PROBLEM DESCRIPTION = In the piece on the new payday lending rules below, type out the passage from "The new rules will" up to and including "the new rules.", word for word.

By Eric Boehm / June 1, 2016
If you loved Obamacare, get ready for Obamaloans.
The Consumer Financial Protection Bureau, the federal regulatory agency established in response to the 2008 Wall Street meltdown to police banks and other financial institutions, is set to issue new rules Thursday that could reshape payday lending.
Payday loans are small-dollar, high-interest loans used most often by low-income workers to help cover monthly expenses between paychecks. The CFPB contends the $40 billion industry that serves an estimated 12 million customers each year traps workers in a cycle of debt that is difficult to escape.
The new rules will be the culmination of more than three years of work by the CFPB, and the latest step in an even longer crusade by progressives to see payday lending banned entirely.
When a draft version of the new regulations was released in March, the Consumer Financial Services Association of America, the trade group for payday lenders, said a “substantial part of the industry” could be forced out of business. According to a Politico report Wednesday, the CFPB’s own projections show that loan volume could fall by 84 percent under the new rules.

SUPPLIED INFORMATION =
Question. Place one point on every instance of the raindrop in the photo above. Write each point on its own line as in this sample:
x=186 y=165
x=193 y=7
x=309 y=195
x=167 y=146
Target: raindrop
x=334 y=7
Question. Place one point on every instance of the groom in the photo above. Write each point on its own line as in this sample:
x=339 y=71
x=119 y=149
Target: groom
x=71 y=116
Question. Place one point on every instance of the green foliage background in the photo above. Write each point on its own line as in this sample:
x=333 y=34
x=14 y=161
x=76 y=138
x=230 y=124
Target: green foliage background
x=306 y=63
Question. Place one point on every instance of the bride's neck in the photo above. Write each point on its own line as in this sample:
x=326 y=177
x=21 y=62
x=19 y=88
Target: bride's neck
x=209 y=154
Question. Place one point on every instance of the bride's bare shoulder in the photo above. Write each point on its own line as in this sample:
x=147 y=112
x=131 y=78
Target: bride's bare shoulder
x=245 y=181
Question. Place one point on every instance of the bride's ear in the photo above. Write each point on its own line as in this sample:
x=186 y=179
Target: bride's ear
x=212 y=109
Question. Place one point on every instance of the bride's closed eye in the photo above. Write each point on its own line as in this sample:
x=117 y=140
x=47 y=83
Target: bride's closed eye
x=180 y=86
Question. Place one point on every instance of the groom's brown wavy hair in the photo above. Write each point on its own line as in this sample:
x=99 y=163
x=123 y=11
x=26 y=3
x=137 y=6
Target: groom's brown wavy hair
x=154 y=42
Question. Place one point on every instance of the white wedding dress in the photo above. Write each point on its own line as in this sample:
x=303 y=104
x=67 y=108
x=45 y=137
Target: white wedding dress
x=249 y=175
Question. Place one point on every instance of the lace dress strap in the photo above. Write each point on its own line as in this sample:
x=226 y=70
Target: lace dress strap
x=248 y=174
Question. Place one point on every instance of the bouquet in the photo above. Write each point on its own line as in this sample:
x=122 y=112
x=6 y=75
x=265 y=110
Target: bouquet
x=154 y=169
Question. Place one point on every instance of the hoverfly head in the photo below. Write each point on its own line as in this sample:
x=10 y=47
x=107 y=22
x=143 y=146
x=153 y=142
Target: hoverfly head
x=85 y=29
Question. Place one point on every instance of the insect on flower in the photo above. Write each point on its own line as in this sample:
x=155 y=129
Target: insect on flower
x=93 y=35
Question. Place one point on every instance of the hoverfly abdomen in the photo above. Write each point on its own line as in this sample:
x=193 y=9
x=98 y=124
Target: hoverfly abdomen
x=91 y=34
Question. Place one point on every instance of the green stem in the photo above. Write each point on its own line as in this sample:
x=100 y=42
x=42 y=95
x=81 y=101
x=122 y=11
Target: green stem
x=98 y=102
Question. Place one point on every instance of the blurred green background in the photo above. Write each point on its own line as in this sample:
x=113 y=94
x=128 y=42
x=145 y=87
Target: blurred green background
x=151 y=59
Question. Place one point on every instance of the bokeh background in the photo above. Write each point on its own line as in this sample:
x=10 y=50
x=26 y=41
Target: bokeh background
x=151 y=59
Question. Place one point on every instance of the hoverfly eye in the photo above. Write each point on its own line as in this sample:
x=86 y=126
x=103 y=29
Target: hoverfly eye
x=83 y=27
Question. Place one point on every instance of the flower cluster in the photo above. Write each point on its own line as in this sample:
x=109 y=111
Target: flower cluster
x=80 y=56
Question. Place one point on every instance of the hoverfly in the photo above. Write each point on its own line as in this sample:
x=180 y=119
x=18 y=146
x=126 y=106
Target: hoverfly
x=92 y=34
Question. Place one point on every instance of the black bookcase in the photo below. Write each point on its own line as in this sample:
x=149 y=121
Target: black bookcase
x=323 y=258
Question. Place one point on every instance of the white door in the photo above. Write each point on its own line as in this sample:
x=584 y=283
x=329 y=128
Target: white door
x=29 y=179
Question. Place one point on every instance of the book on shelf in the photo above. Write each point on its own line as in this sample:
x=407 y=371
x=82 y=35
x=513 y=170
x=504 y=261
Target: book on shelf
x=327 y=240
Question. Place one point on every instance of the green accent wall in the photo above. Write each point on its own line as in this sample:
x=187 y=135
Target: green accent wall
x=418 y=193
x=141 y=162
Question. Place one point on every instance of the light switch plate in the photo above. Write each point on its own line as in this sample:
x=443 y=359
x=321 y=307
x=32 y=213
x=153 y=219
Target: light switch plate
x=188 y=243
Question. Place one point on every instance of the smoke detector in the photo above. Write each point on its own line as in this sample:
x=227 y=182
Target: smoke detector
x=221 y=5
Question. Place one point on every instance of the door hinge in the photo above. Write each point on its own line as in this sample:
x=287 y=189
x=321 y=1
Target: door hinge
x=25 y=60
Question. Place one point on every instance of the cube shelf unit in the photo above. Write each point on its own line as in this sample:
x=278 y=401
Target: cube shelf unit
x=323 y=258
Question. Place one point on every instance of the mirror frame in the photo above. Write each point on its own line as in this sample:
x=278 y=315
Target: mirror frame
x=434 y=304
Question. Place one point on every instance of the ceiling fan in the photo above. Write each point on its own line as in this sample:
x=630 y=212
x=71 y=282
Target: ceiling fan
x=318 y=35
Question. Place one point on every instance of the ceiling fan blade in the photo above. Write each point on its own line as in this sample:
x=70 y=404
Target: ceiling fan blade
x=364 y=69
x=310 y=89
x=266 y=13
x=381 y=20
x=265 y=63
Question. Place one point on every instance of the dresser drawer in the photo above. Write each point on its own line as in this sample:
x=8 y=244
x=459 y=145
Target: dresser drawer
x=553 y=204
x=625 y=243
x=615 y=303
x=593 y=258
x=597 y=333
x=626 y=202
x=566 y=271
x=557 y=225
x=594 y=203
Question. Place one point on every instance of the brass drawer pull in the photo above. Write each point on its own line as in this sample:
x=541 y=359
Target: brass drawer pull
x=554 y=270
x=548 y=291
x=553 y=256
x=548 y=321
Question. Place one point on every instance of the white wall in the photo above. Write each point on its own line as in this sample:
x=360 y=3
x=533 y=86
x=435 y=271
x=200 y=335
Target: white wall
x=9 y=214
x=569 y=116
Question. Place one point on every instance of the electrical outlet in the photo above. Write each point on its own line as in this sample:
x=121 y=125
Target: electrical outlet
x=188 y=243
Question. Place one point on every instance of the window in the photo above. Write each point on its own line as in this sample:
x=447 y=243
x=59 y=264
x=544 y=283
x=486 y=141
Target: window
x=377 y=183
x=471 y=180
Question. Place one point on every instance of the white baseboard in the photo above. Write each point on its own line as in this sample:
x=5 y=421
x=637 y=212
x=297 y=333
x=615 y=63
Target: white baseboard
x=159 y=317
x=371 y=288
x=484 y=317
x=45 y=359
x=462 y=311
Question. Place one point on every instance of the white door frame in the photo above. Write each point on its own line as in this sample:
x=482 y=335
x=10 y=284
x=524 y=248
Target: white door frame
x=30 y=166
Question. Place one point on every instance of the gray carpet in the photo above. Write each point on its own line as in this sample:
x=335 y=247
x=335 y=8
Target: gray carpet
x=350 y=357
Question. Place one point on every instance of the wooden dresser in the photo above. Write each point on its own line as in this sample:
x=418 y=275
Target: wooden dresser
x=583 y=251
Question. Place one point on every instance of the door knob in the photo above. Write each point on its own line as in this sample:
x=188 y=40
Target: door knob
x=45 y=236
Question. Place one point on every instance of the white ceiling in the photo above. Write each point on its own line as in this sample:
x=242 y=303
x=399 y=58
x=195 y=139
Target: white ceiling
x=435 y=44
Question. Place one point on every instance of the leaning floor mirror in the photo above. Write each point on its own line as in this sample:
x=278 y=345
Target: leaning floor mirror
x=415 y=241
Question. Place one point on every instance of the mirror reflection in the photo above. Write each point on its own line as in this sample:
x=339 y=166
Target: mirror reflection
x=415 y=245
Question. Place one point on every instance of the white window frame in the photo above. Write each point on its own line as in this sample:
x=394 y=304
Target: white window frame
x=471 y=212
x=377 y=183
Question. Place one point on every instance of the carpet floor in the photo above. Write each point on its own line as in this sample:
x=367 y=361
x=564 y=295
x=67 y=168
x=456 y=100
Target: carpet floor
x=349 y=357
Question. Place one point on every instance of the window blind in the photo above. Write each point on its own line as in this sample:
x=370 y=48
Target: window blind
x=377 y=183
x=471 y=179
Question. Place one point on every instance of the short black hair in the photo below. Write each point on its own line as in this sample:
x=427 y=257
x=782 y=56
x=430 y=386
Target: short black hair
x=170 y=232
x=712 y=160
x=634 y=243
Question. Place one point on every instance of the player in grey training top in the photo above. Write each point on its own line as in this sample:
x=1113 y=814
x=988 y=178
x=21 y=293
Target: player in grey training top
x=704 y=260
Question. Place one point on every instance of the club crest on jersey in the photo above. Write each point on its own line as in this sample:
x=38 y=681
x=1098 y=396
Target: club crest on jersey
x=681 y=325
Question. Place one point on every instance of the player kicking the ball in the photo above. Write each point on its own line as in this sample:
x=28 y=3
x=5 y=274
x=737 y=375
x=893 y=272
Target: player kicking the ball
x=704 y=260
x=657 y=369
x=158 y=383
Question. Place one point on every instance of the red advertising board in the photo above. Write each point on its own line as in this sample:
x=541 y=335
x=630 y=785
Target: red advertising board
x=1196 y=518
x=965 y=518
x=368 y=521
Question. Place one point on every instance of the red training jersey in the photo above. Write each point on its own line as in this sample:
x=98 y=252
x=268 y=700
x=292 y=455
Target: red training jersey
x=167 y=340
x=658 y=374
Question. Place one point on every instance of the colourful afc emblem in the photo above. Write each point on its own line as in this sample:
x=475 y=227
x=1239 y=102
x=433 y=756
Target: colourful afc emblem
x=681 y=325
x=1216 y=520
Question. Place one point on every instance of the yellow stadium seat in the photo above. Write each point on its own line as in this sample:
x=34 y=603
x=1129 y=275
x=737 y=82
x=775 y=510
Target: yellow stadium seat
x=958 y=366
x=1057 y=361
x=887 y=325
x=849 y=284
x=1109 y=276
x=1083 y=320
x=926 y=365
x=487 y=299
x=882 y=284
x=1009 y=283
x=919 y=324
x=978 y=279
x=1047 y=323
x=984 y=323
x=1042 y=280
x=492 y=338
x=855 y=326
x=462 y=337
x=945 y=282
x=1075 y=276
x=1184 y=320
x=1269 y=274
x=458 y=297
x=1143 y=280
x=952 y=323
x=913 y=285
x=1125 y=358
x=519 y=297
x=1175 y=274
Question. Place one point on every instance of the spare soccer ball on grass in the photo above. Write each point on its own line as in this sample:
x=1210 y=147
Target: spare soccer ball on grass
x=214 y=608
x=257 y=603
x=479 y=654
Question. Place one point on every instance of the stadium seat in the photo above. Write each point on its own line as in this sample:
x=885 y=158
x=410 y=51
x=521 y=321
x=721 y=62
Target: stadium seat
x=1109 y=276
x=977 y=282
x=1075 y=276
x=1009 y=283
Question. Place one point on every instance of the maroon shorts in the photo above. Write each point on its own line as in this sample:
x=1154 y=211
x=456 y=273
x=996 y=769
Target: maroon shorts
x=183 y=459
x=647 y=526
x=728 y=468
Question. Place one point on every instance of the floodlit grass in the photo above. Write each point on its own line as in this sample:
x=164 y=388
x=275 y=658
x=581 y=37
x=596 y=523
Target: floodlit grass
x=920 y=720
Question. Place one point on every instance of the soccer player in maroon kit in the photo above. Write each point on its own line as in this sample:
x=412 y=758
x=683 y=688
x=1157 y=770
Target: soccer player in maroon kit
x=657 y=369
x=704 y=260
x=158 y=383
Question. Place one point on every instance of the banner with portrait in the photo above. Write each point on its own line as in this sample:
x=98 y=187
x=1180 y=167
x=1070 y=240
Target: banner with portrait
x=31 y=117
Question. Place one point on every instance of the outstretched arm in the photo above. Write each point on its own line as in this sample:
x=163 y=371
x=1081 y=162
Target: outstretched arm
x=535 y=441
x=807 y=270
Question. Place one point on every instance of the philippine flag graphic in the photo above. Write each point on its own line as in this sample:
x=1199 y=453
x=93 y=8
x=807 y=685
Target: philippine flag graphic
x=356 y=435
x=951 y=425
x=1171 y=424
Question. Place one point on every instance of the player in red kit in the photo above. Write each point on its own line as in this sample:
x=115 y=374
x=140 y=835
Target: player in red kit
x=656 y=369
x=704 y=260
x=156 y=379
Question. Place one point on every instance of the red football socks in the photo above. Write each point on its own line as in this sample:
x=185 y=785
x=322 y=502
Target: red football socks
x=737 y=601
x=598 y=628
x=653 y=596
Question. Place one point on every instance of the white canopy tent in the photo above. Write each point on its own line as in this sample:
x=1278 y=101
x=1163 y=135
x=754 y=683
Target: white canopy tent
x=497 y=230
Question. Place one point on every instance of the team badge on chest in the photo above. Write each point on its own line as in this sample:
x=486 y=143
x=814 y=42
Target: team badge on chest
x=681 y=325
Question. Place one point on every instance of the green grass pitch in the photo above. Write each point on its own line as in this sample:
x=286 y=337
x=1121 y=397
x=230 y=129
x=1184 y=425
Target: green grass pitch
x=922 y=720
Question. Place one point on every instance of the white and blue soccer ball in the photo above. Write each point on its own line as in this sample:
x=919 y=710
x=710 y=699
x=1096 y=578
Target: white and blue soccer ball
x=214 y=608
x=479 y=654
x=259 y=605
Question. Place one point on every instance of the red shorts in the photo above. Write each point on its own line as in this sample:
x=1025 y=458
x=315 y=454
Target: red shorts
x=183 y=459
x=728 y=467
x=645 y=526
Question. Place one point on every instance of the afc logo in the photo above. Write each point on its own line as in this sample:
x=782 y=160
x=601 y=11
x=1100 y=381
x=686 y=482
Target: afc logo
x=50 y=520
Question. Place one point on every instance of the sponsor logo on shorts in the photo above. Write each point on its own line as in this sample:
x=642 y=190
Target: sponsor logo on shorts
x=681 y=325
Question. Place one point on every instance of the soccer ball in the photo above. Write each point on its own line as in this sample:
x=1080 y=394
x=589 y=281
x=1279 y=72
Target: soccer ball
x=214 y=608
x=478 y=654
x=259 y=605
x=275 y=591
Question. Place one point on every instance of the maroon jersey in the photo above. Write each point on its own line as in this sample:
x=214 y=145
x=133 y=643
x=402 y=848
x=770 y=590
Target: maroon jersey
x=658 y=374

RESPONSE BELOW =
The new rules will be the culmination of more than three years of work by the CFPB, and the latest step in an even longer crusade by progressives to see payday lending banned entirely.
When a draft version of the new regulations was released in March, the Consumer Financial Services Association of America, the trade group for payday lenders, said a “substantial part of the industry” could be forced out of business. According to a Politico report Wednesday, the CFPB’s own projections show that loan volume could fall by 84 percent under the new rules.